▸ **TANTANGAN A**
Susun semua catatan yang terletak sesudah teks tentang tradisi sirih dalam format daftar JSON berisi string, satu string untuk setiap baris dan tanpa baris kosong. Mohon jangan sertakan gambar dalam jawaban.

▸ **POTONGAN TEKS**

>>>

Budaya
makan sirih hidup di Asia Tenggara. Pendukung budaya ini terdiri dari pelbagai
golongan, meliputi masyarakat bawah, pembesar negara, serta kalangan
istana. Tradisi makan sirih tidak
diketahui secara pasti dari mana berasal. Dari cerita-cerita sastra, dikatakan
tradisi ini berasal dari India.
Tetapi
jika ditelusur berdasarkan bukti linguistik, kemungkinan besar tradisi makan
sirih berasal dari Nusantara. Pelaut terkenal Marco Polo menulis dalam
catatannya di abad ke-13, bahwa orang India suka mengunyah segumpal tembakau.
Sementara itu penjelajah terdahulu seperti Ibnu Batutah dan Vasco de Gama
menyatakan bahwa masyarakat Timur memiliki kebiasaan memakan sirih.
Di
masyarakat India, sirih pada mulanya bukan untuk dimakan, tetapi sebagai
persembahan kepada para dewa sewaktu sembahyang di kuil-kuil. Beberapa helai
daun sirih dihidangkan bersama dengan kelapa yang telah dibelah dua dan dua
buah pisang emas.
Pada
saat ini sirih sangat dikenal di kalangan masyarakat Melayu. Selain dimakan
oleh rakyat kebanyakan, sirih juga dikenal sebagai simbol budaya dan menjadi
bagian yang tak terpisahkan dalam adat istiadat Melayu. Sirih dipakai dalam
upacara menyambut tamu, upacara merisik dan meminang, upacara pernikahan,
pengobatan tradisional, dan berbagai upacara adat yang lain. Dalam upacara
pernikahan, sirih dirangkai dalam bentuk sirih junjung yang cantik, dan bersama
dengan sirih penyeri dipakai sebagai barang hantaran kepada pengantin
perempuan. Di dalam upacara resmi kebesaran istana, sirih junjung dipakai
sebagai hiasan yang menyemarakkan suasana. Sirih junjung juga dibawa sebagai
kepala suatu arak-arakan adat.
Ranub
(Sirih Aceh)
Daun
sirih di Aceh dinamakan Ranub. Ranub memainkan peranan penting dalam kehidupan
orang Aceh. Ranub yang telah dibubuhi kapur, irisan pinang, dan gambir kemudian
dikunyah sebagai makanan pelengkap.
Prosesi
penyiapannya dari memetik daun sampai dengan menyajikannya divisualisasikan
menjadi sebuah gerakan tari yang sangat dinamis dan artistik. Gerakan inilah
yang akhirnya menjadi tarian tradisional asal Aceh yang dinamakan Tari Ranub
Lampuan. Menyajikan ranub kepada tamu dalam tradisi Aceh adalah sebuah ungkapan
rasa hormat.

<<<

▸ **BAHAN**
>>>

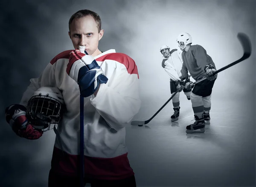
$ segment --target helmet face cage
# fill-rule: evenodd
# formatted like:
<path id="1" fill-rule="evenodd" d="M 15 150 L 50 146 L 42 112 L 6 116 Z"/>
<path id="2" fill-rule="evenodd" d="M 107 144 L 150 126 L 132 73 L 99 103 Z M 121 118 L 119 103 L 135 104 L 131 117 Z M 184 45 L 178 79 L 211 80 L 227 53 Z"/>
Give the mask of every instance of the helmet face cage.
<path id="1" fill-rule="evenodd" d="M 46 131 L 58 124 L 63 109 L 63 105 L 57 99 L 40 94 L 29 101 L 26 116 L 33 127 Z"/>
<path id="2" fill-rule="evenodd" d="M 184 49 L 187 45 L 192 43 L 192 37 L 189 33 L 186 32 L 182 33 L 179 34 L 176 41 L 179 45 L 179 47 L 181 49 Z M 181 45 L 184 46 L 182 47 Z"/>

<<<

▸ **TANTANGAN B**
Kutip bagian teks tentang tradisi sirih mulai dari "Sementara itu penjelajah" sampai dengan "buah pisang emas.".

▸ **JAWABAN BENAR A**
[
  "$ segment --target helmet face cage",
  "# fill-rule: evenodd",
  "# formatted like:",
  "<path id=\"1\" fill-rule=\"evenodd\" d=\"M 15 150 L 50 146 L 42 112 L 6 116 Z\"/>",
  "<path id=\"2\" fill-rule=\"evenodd\" d=\"M 107 144 L 150 126 L 132 73 L 99 103 Z M 121 118 L 119 103 L 135 104 L 131 117 Z M 184 45 L 178 79 L 211 80 L 227 53 Z\"/>",
  "Give the mask of every instance of the helmet face cage.",
  "<path id=\"1\" fill-rule=\"evenodd\" d=\"M 46 131 L 58 124 L 63 109 L 63 105 L 57 99 L 40 94 L 29 101 L 26 116 L 33 127 Z\"/>",
  "<path id=\"2\" fill-rule=\"evenodd\" d=\"M 184 49 L 187 45 L 192 43 L 192 37 L 189 33 L 186 32 L 182 33 L 179 34 L 176 41 L 179 45 L 179 47 L 181 49 Z M 181 45 L 184 46 L 182 47 Z\"/>"
]

▸ **JAWABAN BENAR B**
Sementara itu penjelajah terdahulu seperti Ibnu Batutah dan Vasco de Gama
menyatakan bahwa masyarakat Timur memiliki kebiasaan memakan sirih.
Di
masyarakat India, sirih pada mulanya bukan untuk dimakan, tetapi sebagai
persembahan kepada para dewa sewaktu sembahyang di kuil-kuil. Beberapa helai
daun sirih dihidangkan bersama dengan kelapa yang telah dibelah dua dan dua
buah pisang emas.